Can you quote the lines below exactly, starting at the line with "Target: exterior light fixture" and going through the last one?

=== Begin Enclosure ===

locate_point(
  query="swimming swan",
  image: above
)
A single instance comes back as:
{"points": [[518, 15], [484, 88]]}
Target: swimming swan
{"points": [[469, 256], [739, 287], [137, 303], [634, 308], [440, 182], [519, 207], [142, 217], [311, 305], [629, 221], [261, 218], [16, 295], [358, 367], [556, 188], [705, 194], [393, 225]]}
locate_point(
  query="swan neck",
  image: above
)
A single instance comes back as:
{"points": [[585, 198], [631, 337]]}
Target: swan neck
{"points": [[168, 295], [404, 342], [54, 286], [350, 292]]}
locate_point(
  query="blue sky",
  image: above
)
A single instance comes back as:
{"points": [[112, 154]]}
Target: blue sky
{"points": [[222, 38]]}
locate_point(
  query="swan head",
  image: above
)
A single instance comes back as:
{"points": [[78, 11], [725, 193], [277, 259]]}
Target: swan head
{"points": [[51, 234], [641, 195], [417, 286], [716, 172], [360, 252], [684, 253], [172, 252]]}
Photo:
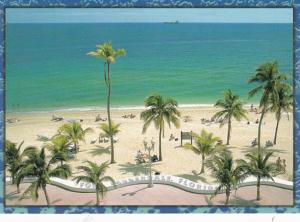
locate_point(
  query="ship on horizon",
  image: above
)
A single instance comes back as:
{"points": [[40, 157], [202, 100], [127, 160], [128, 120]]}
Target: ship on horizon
{"points": [[172, 22]]}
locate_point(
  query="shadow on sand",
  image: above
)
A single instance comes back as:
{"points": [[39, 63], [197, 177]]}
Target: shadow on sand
{"points": [[134, 192], [99, 150], [193, 176], [134, 169]]}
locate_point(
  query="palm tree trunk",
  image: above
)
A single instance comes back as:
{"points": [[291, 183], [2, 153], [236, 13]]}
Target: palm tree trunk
{"points": [[229, 129], [259, 128], [258, 188], [227, 196], [159, 144], [46, 195], [97, 198], [276, 130], [112, 160], [202, 165], [76, 147]]}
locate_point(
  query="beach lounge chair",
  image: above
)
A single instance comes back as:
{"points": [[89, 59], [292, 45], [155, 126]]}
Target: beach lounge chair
{"points": [[254, 142], [71, 120], [42, 138], [116, 139], [93, 141], [269, 143], [97, 118], [13, 120], [56, 118]]}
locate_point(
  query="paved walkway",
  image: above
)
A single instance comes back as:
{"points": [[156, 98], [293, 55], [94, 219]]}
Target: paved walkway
{"points": [[158, 195]]}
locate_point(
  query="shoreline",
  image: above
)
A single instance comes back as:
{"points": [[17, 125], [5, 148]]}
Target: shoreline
{"points": [[103, 108], [177, 161]]}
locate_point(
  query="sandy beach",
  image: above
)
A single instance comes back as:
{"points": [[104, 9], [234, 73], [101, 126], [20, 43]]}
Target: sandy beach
{"points": [[141, 195], [176, 160]]}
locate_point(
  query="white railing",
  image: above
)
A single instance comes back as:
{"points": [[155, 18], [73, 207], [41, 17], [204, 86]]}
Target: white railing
{"points": [[179, 182]]}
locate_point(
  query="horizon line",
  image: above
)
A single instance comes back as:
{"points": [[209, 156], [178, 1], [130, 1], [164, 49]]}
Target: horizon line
{"points": [[163, 22]]}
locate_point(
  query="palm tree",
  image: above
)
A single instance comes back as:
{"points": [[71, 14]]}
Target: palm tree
{"points": [[160, 110], [283, 104], [110, 132], [59, 148], [226, 174], [258, 165], [268, 77], [74, 133], [205, 145], [107, 53], [95, 174], [37, 166], [14, 159], [231, 107]]}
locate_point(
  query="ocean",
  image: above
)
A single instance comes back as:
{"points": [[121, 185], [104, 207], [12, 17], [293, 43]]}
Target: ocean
{"points": [[47, 67]]}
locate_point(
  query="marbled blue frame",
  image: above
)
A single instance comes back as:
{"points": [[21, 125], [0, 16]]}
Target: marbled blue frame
{"points": [[157, 3]]}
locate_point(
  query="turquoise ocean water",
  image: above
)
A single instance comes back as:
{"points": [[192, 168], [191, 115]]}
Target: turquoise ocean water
{"points": [[47, 67]]}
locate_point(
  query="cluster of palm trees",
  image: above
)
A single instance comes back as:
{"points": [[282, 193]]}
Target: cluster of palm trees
{"points": [[35, 164], [277, 98]]}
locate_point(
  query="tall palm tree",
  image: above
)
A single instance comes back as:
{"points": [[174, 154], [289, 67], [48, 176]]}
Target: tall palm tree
{"points": [[283, 104], [160, 110], [14, 159], [268, 77], [258, 165], [107, 53], [36, 165], [59, 148], [231, 107], [110, 132], [74, 133], [95, 174], [226, 174], [205, 145]]}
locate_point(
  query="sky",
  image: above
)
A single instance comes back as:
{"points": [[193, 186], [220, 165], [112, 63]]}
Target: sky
{"points": [[126, 15]]}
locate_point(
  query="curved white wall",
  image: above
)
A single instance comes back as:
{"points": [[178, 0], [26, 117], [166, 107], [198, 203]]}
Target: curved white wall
{"points": [[181, 183]]}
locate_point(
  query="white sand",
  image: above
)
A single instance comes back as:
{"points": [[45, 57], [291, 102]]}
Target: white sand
{"points": [[176, 160]]}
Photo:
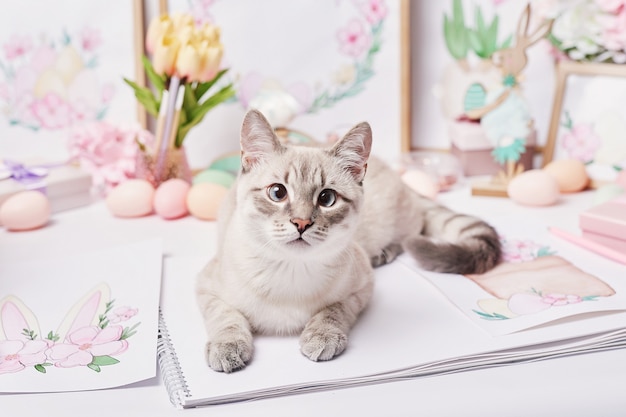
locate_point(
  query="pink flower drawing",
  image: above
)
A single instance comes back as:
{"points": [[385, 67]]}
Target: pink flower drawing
{"points": [[581, 142], [17, 46], [86, 343], [557, 300], [122, 314], [52, 112], [16, 355], [52, 86], [515, 250], [375, 11], [354, 39]]}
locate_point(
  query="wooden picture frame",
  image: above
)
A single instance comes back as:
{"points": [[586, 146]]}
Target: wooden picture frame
{"points": [[383, 98], [589, 118], [63, 67]]}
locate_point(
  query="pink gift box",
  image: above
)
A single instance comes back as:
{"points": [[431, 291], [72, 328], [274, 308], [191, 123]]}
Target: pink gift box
{"points": [[470, 145], [606, 224]]}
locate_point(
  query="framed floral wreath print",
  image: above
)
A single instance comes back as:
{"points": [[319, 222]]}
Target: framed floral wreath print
{"points": [[62, 64], [343, 61], [589, 118]]}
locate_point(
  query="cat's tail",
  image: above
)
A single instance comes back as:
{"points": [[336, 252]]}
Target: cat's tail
{"points": [[464, 244]]}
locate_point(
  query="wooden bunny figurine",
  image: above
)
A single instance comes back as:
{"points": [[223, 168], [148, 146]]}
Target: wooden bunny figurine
{"points": [[512, 61]]}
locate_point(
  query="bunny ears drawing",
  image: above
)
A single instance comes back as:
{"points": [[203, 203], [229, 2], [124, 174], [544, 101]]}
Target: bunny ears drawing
{"points": [[89, 335], [512, 61]]}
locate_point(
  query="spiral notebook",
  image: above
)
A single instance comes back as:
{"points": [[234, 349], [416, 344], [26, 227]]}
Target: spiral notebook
{"points": [[413, 327]]}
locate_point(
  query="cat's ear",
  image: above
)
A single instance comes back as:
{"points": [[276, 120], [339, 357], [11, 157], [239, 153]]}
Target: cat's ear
{"points": [[353, 150], [258, 140]]}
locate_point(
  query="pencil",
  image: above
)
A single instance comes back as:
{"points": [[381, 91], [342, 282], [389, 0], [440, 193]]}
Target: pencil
{"points": [[590, 245], [161, 122], [180, 96]]}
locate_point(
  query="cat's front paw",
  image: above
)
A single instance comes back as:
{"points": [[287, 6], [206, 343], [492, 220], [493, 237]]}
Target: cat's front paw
{"points": [[228, 356], [322, 344]]}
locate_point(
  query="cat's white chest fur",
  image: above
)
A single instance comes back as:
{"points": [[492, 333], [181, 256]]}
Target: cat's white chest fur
{"points": [[278, 297]]}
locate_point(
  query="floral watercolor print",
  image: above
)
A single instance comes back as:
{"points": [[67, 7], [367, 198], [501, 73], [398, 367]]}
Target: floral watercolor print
{"points": [[532, 279], [59, 71], [94, 334], [592, 124], [52, 83], [541, 280], [320, 66], [80, 322]]}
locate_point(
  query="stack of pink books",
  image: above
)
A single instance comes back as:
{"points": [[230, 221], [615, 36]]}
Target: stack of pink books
{"points": [[606, 224]]}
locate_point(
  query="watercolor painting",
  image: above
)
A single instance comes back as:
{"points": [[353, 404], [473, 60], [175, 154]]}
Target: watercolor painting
{"points": [[93, 334], [589, 118], [355, 53], [533, 279], [542, 279], [53, 83], [59, 71]]}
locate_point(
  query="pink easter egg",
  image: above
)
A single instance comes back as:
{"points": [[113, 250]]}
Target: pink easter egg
{"points": [[534, 187], [26, 210], [170, 199], [132, 198]]}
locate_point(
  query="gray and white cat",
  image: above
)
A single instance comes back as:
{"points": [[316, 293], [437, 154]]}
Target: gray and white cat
{"points": [[299, 234]]}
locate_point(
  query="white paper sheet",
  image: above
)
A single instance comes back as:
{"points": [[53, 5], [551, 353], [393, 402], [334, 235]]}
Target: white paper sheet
{"points": [[80, 322]]}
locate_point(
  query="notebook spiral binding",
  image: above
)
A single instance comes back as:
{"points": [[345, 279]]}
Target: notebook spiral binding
{"points": [[171, 372]]}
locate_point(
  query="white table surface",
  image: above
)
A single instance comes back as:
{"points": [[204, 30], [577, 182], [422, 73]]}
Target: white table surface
{"points": [[583, 385]]}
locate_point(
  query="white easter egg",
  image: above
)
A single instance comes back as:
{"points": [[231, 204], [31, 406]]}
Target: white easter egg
{"points": [[25, 210], [534, 188], [421, 182]]}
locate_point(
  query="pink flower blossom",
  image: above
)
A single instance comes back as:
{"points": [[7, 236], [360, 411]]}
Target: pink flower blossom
{"points": [[90, 39], [353, 39], [106, 151], [122, 314], [85, 343], [17, 46], [375, 11], [557, 300], [516, 251], [581, 142], [52, 112], [16, 355]]}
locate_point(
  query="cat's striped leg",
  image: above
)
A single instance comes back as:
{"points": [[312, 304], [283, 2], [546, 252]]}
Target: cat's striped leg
{"points": [[326, 334], [229, 346]]}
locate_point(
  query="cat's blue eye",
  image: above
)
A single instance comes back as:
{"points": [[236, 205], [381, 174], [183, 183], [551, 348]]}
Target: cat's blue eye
{"points": [[327, 198], [277, 192]]}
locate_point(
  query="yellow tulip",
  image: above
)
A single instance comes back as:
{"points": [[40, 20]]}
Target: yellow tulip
{"points": [[165, 55], [188, 62], [211, 58], [183, 20], [159, 27]]}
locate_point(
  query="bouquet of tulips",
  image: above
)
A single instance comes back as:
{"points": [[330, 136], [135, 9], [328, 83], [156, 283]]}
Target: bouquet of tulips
{"points": [[185, 66]]}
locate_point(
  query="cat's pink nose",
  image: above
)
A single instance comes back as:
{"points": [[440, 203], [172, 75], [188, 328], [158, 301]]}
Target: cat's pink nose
{"points": [[301, 224]]}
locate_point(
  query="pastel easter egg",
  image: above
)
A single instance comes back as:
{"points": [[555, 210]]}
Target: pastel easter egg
{"points": [[230, 162], [214, 176], [132, 198], [421, 182], [204, 200], [534, 188], [570, 174], [26, 210], [170, 199], [621, 178]]}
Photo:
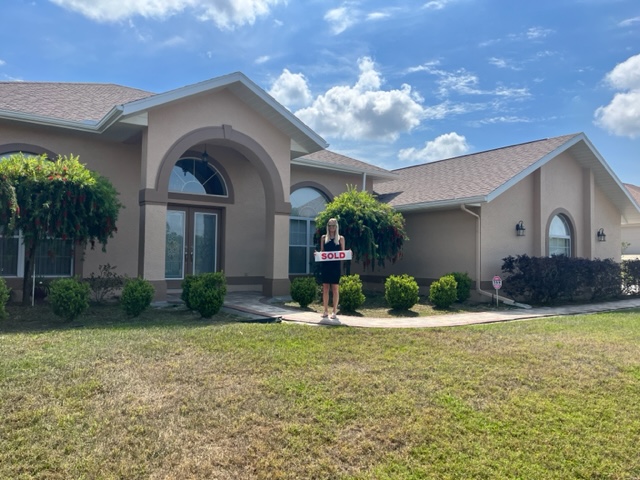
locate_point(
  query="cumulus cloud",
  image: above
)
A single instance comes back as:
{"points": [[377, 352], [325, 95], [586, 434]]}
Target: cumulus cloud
{"points": [[364, 110], [622, 115], [291, 89], [445, 146], [225, 14]]}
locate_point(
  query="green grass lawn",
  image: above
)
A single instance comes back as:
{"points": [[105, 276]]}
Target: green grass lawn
{"points": [[169, 395]]}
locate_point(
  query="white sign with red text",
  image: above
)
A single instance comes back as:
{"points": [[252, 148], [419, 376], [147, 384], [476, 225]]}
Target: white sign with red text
{"points": [[332, 256]]}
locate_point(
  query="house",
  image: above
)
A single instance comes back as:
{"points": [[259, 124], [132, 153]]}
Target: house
{"points": [[219, 176], [631, 231]]}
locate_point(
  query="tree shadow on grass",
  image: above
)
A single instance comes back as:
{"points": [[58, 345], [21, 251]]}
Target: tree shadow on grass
{"points": [[40, 318]]}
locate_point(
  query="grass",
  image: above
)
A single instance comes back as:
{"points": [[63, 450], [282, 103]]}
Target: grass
{"points": [[169, 395]]}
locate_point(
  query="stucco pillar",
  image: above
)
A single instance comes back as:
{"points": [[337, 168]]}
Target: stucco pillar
{"points": [[276, 282], [588, 203]]}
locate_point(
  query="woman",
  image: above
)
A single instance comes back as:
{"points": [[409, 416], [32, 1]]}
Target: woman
{"points": [[332, 241]]}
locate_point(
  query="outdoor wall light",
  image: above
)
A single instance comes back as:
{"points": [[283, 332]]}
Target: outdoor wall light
{"points": [[205, 156]]}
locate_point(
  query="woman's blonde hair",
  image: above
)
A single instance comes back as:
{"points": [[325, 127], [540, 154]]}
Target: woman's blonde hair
{"points": [[327, 237]]}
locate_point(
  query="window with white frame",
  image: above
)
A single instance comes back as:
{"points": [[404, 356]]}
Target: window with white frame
{"points": [[559, 236], [54, 257], [306, 204]]}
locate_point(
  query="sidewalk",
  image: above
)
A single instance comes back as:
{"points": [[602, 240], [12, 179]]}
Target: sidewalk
{"points": [[254, 305]]}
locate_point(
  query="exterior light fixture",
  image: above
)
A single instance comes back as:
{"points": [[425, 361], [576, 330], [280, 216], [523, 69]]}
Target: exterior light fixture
{"points": [[205, 156]]}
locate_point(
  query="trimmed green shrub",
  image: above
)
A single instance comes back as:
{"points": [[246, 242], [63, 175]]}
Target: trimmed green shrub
{"points": [[304, 290], [401, 291], [464, 285], [443, 292], [207, 292], [105, 283], [68, 297], [351, 296], [186, 290], [4, 298], [137, 295]]}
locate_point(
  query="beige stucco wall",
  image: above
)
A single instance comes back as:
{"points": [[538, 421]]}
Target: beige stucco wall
{"points": [[118, 162]]}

=== End Enclosure ===

» Task result:
Target: exterior light fixture
{"points": [[205, 156]]}
locate_point(
  query="trimmed green shrub",
  image: above
)
A single instance comes back as:
{"points": [[246, 242], [63, 175]]}
Target: trimmed green shrub
{"points": [[304, 290], [401, 291], [464, 285], [443, 292], [207, 292], [105, 283], [68, 297], [351, 296], [186, 290], [4, 298], [137, 295]]}
locate_point(
  query="beige stucco wall",
  image: above
)
A single instance comes back as:
{"points": [[538, 421]]}
Target: beige stucco wall
{"points": [[118, 162]]}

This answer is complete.